Please pick out every line of the records that contains the string "rule", matching case exactly, and copy each one.

-- Record extracts start --

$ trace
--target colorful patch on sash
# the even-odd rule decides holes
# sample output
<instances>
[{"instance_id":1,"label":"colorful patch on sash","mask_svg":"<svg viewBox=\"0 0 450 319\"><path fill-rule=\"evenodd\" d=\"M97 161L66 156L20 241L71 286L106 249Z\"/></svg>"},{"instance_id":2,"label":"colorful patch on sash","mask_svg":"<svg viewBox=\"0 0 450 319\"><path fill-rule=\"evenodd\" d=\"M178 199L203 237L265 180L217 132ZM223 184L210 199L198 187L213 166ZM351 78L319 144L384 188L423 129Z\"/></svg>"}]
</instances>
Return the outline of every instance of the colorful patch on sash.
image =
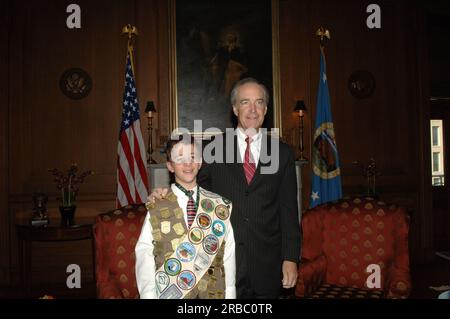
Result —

-- Record extracts end --

(Result of the exercise):
# the even-odd rule decides holes
[{"instance_id":1,"label":"colorful patch on sash","mask_svg":"<svg viewBox=\"0 0 450 319\"><path fill-rule=\"evenodd\" d=\"M97 161L66 156L20 241L71 286L106 249Z\"/></svg>"},{"instance_id":2,"label":"colorful patch on sash","mask_svg":"<svg viewBox=\"0 0 450 319\"><path fill-rule=\"evenodd\" d=\"M178 199L203 237L265 180L217 132ZM223 184L210 199L198 187L213 166ZM351 78L319 144L384 188L423 129Z\"/></svg>"}]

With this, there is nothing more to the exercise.